Em ato ecumênico que lembrou morte de mulher no centro de São Paulo, durante conflito com guardas civis, defensores de direitos humanos falaram sobre importância da união para resistir à violência
A cerca de 20 metros do começo do “fluxo”, local de compra e venda de drogas na região da Luz, no centro de São Paulo, um grupo de pessoas reza o “Pai-Nosso”, considerada pelos cristão a oração universal. Na sequência, alguém grita que é bom lembrar da “nossa mãe do céu” e puxa uma “Ave-Maria”. Debaixo de garoa, movimentos sociais, defensores de direitos humanos e representantes religiosos se reuniram na Praça Julio Prestes para realizar um ato ecumênico por causa do 7 dias da morte de Adélia Batista Xavier, 31 anos, atingida na cabeça durante uma operação da PM (Polícia Militar) e GCM (Guarda Civil Metropolitana), na quinta-feira passada (9/5). Além de um momento de oração e reflexão, o ato ficou marcado pela denúncia do genocídio da população pobre.
“Esse povo todo desumanizado pelo olhar de outras pessoas, descartado, entrou agora de uma vez por todas na linha de tiro, a partir desse decreto de porte de armas, e desse excludente de ilicitude do pacote anticrime. Eu prevejo o pior, prevejo que vai ser um por dia a ser morto daqui pra frente. Aqui eles estão em uma espaço público, perto de um prédio onde funciona a Sala São Paulo, frequentado pela elite, qual a ideia: elimina, mata. As pessoas estão se sentindo no direito de matar. A gente teve também a morte de outra trans confirmada hoje, na Barra Funda”, afirma padre Julio Lancellotti antes do início das orações.
Para ele, há ligação total entre a morte de Adélia e o assassinato do catador de recicláveis Sebastião Lopes dos Santos, 40 anos, em Santo André, na Grande São Paulo, no fim de semana. “Os dois foram executados. Nenhum dos dois estava, como eles [agentes de segurança] gostam de falar, em atitude suspeita que justificasse alguma ação. Os dois foram executados e isso entra na linha desse excludente de ilicitude e quem será exterminada é essa população mesmo”, pontua. “Lá na Mooca tem sido muito comum durante a abordagem dos moradores de rua eles falarem ‘agora mudou. Agora é tiro na cabeça'”, conta Lancellotti.
O presidente do Condepe (Conselho Estadual de Defesa dos Direitos da Pessoa Humana), Dimitri Sales, destaca que a ação ocorrida na semana passada foi irresponsável. “A GCM atirou a esmo e poderia ter atingido qualquer pessoa. Acho que temos que refletir qual a polícia que temos, qual a guarda civil que temos e qual a queremos. E também cobrar do poder público a assistência e o cuidado que é preciso ser tomado aqui na região da cracolândia”, pontuou Sales. Ele contou que o Condepe tem feito esforços com a Comissão de Direitos Humanos da OAB-SP, a Defensoria Pública e o Ministério Público para encontrar caminhos para discutir questões da violência policial com enfoque à população em situação de rua.
---------------
▶ Instruções da tarefa:
Liste todas as pessoas mencionadas pelo nome na reportagem sobre o ato ecumênico.

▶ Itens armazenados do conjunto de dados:
---------------
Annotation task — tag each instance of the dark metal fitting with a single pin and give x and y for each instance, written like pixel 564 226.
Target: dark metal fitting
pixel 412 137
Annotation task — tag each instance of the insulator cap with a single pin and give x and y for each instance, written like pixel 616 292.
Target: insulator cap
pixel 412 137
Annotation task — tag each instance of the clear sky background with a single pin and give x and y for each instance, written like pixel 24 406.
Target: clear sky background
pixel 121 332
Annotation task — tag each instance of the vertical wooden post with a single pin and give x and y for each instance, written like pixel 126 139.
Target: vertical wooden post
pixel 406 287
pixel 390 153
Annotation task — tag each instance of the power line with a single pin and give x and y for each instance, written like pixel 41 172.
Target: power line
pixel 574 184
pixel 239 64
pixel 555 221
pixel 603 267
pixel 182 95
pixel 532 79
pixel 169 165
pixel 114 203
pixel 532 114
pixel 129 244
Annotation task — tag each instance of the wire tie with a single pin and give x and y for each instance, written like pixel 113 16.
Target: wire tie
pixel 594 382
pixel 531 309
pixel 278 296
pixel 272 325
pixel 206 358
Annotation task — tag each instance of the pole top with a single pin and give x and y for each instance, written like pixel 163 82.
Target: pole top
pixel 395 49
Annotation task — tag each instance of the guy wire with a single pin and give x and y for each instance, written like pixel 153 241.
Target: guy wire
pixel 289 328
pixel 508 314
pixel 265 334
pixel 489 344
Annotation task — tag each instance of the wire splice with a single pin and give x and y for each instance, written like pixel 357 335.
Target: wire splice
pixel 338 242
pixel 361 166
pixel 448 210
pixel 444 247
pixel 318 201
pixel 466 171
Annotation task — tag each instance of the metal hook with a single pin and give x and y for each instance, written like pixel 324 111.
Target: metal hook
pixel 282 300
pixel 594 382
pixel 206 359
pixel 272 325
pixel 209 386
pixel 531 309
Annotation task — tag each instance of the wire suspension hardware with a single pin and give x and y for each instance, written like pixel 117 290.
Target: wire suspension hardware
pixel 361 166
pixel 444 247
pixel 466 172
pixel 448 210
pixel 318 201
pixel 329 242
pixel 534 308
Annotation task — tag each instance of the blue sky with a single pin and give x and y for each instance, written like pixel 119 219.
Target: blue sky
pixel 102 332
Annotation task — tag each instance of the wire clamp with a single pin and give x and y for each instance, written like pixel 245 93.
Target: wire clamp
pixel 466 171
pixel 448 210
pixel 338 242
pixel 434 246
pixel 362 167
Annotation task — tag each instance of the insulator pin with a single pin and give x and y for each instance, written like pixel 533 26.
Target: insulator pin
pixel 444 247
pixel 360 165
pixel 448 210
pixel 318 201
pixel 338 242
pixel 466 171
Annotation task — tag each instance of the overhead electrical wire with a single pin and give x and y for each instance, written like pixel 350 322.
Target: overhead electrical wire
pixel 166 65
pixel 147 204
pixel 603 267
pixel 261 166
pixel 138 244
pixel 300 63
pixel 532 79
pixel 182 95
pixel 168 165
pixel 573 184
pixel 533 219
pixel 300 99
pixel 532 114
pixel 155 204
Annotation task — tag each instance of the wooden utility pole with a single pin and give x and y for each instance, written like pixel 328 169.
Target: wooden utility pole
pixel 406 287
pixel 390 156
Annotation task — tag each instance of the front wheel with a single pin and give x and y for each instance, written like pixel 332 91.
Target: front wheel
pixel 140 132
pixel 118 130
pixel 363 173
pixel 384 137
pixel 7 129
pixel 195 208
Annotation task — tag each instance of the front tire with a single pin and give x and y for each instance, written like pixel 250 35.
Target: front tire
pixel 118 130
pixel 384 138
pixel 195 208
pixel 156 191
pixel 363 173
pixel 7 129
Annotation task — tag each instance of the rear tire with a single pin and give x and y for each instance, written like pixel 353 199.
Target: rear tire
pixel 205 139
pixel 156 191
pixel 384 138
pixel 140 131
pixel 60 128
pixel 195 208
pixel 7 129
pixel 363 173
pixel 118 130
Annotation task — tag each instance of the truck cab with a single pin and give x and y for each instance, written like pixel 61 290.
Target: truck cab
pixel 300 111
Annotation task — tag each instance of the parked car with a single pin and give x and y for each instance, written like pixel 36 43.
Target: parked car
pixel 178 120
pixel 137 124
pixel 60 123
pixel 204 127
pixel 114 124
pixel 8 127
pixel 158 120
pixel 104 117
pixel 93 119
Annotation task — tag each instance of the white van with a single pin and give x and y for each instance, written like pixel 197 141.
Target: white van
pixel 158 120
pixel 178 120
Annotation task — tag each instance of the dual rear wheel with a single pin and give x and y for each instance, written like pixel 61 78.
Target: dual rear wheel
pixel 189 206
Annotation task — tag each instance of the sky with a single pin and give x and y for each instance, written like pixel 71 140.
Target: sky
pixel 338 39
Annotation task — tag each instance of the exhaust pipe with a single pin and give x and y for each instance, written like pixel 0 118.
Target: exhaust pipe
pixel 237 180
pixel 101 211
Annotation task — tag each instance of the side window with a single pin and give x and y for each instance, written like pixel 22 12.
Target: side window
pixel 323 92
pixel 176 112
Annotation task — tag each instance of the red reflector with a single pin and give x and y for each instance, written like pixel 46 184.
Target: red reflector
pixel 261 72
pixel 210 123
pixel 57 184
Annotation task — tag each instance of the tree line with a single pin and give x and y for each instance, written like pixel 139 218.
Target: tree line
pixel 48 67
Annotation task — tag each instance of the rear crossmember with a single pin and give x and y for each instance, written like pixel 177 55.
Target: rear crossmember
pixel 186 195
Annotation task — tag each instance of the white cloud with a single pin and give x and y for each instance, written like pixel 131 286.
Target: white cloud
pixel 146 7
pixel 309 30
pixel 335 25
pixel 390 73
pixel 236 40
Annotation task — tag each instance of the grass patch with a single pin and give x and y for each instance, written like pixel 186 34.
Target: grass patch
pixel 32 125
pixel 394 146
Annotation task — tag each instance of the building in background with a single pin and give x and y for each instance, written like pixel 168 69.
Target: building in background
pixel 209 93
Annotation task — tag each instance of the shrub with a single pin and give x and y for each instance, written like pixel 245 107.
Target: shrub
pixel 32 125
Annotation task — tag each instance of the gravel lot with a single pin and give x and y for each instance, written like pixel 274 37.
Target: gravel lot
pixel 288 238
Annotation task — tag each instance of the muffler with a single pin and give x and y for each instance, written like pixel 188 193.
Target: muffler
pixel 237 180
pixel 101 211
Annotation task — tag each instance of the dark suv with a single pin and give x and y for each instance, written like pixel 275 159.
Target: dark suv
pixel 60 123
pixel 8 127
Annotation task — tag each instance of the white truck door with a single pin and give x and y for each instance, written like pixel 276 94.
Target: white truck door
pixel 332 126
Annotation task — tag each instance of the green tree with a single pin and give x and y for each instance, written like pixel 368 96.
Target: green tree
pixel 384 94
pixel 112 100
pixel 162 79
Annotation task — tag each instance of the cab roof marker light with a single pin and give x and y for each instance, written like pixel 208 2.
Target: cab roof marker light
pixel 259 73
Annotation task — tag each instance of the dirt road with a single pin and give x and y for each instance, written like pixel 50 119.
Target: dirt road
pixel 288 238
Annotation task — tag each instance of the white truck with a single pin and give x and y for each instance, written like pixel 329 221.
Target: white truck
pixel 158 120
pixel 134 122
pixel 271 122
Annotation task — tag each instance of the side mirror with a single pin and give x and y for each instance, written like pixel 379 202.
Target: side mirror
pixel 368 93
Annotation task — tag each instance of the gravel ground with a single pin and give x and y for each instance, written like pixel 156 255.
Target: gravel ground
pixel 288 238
---------------
▶ Resposta da tarefa:
Adélia Batista Xavier
Julio Lancellotti
Sebastião Lopes dos Santos
Dimitri Sales